▶ _Text segment_
======

The author stresses that his book also represents a personal journey, with the later narrative filtered through his own emotions and reminiscences. His moving chronicle of an inexorable role-reversal from offspring to carer, in particular, will resonate with many readers.

“You begin as the child and need the unconditional love and support of your parents. As you become an adult, you can have some well-balanced years with them,” he says. “But as old age takes hold, you become the adult and they – to a large extent – the child.”

Watt takes great satisfaction from the chance to address the whole story of his mother and father, who were seen as larger-than-life characters in his autobiography, Patient – which details his struggle with the rare autoimmune disease Churg-Strauss syndrome.

This is not least because he is fortunate to be well enough for work. Watt lost 80 per cent of his small intestine to the illness and lives on a restricted diet. “I had a one-in-five chance of making it through one particular night in hospital so I count myself very lucky.”


Looking upon his career decisions and literary refrains, it seems as though Watt’s unremitting vitality helps him strike a chord with audiences of any genre.

“As with the songs I have always written, this book is simply an attempt at making a connection with people and to hold up a mirror to life,” he says.

“Towards the end you need to try and be at a distance to the work, imagine how it might strike others and try to avoid sentimentality. We often expect our parents to be solid and untroubled but they are battling with life at all stages, the same as the rest of us.”

Romany and Tom, by Ben Watt, is published by Bloomsbury priced £14.99.

======

▶ _Recorded information_

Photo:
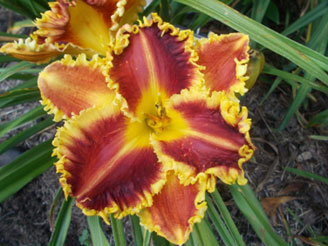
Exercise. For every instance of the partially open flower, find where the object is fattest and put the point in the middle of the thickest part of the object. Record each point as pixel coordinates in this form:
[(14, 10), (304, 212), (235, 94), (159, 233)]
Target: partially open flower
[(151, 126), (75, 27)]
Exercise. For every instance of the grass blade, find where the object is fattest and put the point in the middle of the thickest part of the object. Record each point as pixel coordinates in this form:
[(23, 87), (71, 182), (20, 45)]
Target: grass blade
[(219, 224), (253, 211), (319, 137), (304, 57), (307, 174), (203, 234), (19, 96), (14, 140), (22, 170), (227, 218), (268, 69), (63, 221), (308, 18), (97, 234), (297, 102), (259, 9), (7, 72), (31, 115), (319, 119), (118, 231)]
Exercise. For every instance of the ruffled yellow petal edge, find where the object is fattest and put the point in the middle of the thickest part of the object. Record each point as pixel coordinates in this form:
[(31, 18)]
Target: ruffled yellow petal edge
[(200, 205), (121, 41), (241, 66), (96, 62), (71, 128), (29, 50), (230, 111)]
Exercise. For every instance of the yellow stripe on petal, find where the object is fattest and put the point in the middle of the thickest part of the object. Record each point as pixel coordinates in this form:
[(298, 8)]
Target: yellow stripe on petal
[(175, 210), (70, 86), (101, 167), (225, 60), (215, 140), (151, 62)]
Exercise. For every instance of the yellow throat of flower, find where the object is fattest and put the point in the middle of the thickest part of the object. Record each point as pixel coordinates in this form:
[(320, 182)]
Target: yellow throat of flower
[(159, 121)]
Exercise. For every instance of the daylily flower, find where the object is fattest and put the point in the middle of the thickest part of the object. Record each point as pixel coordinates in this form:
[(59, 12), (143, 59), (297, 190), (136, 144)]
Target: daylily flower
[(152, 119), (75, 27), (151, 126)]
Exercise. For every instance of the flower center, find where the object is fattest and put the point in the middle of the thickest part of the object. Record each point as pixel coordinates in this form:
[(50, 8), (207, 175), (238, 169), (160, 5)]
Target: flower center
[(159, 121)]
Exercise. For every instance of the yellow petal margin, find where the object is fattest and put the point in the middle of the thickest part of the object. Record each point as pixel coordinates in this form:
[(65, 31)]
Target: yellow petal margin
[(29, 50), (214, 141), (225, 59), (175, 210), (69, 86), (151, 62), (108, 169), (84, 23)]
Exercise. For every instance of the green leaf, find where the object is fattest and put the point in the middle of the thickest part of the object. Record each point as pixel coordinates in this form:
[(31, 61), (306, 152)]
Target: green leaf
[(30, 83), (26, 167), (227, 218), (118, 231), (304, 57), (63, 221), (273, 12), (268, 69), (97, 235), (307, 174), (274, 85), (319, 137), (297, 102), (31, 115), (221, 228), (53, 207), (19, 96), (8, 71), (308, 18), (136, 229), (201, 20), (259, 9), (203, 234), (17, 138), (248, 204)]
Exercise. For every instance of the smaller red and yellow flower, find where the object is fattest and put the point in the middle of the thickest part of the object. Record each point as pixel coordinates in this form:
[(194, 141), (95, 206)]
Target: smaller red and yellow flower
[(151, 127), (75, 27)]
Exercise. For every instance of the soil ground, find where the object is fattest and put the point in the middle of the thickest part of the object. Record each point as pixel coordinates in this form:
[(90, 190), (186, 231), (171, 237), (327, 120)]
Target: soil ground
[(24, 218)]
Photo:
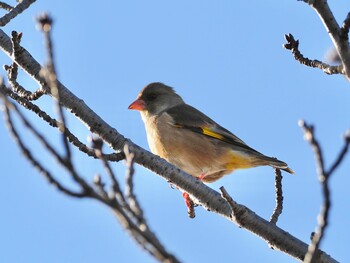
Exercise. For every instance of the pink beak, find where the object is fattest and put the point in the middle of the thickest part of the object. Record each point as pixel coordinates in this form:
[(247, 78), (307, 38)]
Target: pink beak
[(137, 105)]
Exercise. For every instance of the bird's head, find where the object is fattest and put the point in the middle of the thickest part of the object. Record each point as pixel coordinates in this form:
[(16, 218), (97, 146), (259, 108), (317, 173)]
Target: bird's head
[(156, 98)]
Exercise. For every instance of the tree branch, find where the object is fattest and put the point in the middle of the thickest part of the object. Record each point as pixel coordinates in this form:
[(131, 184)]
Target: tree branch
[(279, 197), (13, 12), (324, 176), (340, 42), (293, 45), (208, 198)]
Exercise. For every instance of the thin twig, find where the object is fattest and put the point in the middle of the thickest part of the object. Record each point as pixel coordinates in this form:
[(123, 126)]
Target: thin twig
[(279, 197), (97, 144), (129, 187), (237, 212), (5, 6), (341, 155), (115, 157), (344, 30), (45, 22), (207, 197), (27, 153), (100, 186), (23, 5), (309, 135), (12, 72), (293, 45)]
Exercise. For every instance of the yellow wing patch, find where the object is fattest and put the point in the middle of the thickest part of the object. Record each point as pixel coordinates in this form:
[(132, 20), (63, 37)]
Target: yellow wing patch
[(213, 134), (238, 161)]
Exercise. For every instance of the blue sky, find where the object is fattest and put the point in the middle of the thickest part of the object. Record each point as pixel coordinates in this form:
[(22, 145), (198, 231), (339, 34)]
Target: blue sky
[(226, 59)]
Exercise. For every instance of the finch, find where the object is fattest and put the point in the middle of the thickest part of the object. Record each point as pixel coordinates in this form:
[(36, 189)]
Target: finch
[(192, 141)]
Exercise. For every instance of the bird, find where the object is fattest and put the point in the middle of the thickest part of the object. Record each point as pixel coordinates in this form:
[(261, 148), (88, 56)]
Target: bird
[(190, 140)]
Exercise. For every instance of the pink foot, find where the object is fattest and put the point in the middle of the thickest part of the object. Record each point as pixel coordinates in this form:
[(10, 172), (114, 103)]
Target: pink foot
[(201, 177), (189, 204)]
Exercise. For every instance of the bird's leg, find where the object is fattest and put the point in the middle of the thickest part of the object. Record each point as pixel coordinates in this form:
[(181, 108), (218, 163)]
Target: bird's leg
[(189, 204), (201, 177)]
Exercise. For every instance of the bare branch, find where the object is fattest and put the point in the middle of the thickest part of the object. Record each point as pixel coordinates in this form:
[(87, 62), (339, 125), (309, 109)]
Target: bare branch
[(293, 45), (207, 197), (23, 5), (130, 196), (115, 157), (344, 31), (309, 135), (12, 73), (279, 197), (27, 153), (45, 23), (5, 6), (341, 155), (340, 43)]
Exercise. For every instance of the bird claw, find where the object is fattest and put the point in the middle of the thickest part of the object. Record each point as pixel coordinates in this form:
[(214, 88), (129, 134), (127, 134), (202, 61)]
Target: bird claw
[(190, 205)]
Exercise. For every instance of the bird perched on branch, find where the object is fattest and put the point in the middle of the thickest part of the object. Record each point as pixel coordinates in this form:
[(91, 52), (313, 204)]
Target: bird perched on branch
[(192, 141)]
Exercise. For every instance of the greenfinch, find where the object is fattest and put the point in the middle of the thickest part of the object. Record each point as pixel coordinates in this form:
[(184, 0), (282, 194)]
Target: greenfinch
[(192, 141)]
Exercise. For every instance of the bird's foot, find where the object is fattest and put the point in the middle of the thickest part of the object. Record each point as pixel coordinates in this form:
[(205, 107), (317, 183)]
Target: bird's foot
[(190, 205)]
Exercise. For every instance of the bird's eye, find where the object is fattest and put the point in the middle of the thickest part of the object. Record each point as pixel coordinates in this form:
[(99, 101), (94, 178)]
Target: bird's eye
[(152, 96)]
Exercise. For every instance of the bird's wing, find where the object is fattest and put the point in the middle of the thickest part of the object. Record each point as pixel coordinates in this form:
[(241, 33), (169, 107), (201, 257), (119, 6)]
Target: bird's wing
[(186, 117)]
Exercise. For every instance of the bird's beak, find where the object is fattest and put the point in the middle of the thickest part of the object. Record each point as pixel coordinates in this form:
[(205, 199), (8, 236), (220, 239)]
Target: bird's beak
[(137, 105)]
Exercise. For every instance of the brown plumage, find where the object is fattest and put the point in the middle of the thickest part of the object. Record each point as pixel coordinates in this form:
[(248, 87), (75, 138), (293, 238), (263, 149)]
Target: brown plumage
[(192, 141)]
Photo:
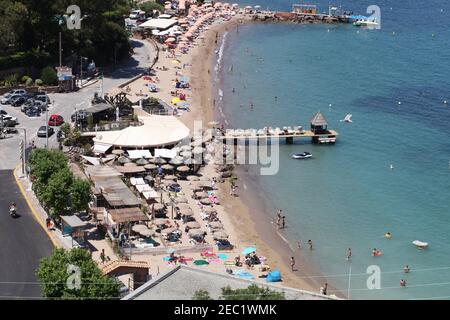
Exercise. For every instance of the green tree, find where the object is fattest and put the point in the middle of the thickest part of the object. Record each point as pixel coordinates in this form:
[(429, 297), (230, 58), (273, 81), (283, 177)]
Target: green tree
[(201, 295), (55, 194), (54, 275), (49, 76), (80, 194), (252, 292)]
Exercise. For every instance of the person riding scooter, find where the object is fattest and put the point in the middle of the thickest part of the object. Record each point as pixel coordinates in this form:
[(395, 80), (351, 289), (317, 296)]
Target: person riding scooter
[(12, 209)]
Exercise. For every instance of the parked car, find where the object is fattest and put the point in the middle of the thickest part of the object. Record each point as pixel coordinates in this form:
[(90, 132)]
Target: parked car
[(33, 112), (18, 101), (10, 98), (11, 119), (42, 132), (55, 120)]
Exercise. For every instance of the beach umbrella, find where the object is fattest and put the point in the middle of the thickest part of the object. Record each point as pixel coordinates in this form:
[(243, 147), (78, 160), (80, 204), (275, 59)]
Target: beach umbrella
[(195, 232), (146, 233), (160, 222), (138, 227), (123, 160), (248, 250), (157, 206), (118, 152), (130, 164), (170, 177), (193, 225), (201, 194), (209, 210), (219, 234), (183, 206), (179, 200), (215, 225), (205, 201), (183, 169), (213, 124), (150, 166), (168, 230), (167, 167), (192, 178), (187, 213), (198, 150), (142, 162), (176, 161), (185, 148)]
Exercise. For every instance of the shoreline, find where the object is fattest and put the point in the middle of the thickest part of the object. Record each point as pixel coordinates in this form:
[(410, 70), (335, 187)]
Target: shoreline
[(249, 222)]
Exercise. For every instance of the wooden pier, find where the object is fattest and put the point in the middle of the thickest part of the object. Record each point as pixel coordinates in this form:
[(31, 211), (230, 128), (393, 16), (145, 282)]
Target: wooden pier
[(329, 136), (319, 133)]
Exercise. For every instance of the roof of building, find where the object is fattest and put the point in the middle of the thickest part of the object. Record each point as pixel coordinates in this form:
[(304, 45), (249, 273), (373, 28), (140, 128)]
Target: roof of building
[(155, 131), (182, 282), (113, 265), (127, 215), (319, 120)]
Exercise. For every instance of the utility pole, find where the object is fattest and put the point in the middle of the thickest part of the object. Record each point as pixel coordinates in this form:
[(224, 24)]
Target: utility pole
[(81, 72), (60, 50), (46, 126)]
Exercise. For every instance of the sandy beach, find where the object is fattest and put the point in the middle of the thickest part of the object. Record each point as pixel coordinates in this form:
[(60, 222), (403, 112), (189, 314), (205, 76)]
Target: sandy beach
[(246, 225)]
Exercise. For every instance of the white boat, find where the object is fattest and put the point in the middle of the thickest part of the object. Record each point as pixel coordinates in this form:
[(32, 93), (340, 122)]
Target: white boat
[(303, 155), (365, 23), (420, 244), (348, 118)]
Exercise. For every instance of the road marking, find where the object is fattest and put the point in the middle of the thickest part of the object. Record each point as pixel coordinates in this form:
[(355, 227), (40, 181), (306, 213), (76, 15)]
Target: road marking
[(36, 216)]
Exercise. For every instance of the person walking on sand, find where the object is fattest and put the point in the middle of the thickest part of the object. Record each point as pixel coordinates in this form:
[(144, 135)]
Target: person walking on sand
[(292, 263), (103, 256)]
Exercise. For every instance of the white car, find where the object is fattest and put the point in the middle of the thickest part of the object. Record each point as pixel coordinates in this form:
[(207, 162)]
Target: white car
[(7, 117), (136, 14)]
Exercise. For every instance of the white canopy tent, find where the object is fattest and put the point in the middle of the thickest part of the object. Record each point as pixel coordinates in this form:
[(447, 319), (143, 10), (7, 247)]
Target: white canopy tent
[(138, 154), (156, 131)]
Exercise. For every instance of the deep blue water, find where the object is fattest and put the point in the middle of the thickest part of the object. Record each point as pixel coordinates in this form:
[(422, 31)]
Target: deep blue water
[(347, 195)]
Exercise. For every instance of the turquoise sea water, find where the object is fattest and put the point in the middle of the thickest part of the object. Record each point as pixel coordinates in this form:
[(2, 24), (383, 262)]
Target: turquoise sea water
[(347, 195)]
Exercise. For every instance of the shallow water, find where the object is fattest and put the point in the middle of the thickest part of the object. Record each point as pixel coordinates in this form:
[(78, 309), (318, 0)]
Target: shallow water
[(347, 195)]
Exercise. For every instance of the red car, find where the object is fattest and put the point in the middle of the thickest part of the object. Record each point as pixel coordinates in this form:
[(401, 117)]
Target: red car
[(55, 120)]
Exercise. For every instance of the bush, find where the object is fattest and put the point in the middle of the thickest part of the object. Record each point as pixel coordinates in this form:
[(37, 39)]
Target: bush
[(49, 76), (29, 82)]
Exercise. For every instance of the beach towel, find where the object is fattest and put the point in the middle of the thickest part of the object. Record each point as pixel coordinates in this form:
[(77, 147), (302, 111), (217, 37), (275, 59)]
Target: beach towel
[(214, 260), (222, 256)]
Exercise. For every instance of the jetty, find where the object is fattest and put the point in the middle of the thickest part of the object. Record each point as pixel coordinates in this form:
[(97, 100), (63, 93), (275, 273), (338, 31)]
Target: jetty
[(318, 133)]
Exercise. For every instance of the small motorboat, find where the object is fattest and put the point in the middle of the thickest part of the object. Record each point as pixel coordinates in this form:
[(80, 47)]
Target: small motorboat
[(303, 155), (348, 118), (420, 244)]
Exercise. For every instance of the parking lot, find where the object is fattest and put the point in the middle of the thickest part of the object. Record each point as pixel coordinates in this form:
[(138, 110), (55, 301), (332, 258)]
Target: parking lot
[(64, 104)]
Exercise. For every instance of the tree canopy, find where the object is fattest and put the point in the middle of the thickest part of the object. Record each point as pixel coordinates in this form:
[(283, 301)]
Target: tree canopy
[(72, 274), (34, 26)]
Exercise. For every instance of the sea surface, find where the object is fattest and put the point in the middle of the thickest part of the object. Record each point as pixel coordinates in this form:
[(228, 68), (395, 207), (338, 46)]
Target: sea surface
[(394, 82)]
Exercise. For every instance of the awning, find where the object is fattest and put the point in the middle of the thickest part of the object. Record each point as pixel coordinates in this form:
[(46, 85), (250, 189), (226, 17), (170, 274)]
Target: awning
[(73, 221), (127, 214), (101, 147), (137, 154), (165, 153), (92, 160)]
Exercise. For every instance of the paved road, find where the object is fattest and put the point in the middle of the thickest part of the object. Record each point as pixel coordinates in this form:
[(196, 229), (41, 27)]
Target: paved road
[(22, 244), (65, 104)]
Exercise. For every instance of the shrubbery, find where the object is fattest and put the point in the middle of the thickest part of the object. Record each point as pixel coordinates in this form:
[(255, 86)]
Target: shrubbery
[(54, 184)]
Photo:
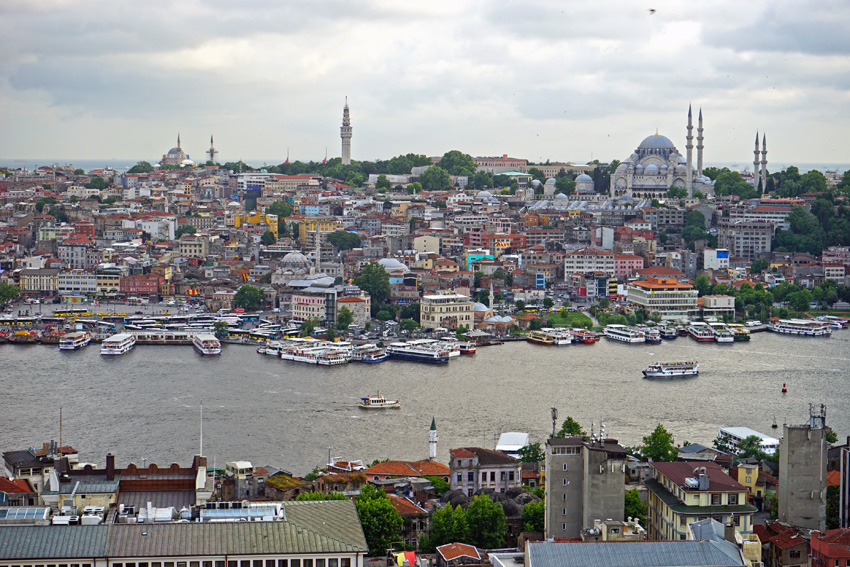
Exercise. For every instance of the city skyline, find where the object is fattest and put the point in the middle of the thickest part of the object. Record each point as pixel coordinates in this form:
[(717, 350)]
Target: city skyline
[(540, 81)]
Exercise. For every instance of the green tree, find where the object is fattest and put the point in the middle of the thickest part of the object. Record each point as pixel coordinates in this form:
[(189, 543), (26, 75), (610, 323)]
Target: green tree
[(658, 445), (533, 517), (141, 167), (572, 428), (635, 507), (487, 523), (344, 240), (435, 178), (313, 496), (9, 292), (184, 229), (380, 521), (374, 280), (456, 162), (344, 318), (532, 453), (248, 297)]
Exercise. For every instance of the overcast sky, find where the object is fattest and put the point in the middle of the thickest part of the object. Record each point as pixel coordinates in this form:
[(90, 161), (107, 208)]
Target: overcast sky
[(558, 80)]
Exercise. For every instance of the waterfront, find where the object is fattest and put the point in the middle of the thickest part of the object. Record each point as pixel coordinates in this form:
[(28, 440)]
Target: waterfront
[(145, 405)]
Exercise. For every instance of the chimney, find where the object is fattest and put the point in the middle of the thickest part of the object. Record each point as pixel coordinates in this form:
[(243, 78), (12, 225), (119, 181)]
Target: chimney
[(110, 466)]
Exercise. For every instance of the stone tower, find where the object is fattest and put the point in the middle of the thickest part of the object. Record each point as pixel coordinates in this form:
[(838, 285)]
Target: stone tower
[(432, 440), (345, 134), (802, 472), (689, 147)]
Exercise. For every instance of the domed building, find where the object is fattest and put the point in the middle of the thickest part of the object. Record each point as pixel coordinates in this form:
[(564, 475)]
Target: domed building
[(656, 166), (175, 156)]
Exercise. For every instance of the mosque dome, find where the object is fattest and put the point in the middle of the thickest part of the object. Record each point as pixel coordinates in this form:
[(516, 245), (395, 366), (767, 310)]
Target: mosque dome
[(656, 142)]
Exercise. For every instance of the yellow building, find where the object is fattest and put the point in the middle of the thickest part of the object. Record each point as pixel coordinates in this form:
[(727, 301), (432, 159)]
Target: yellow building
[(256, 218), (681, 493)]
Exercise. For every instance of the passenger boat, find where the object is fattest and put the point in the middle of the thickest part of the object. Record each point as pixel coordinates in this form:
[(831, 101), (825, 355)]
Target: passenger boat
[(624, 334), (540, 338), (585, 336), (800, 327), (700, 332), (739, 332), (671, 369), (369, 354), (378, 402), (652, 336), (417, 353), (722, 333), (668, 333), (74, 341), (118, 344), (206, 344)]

======

▶ _What this exercise asks_
1. Please reproduce part of the Ben Watt article word for word, beginning at "Watt takes great" and stopping after "of any genre.".
2. Answer these questions from the Ben Watt article:
(a) How much of his small intestine did Watt lose to his illness?
(b) What is the title of Watt's autobiography?
(c) At what price is Romany and Tom published?

▶ _Answers for this exercise_
1.
Watt takes great satisfaction from the chance to address the whole story of his mother and father, who were seen as larger-than-life characters in his autobiography, Patient – which details his struggle with the rare autoimmune disease Churg-Strauss syndrome.

This is not least because he is fortunate to be well enough for work. Watt lost 80 per cent of his small intestine to the illness and lives on a restricted diet. “I had a one-in-five chance of making it through one particular night in hospital so I count myself very lucky.”


Looking upon his career decisions and literary refrains, it seems as though Watt’s unremitting vitality helps him strike a chord with audiences of any genre.

2.
(a) 80 per cent
(b) Patient
(c) £14.99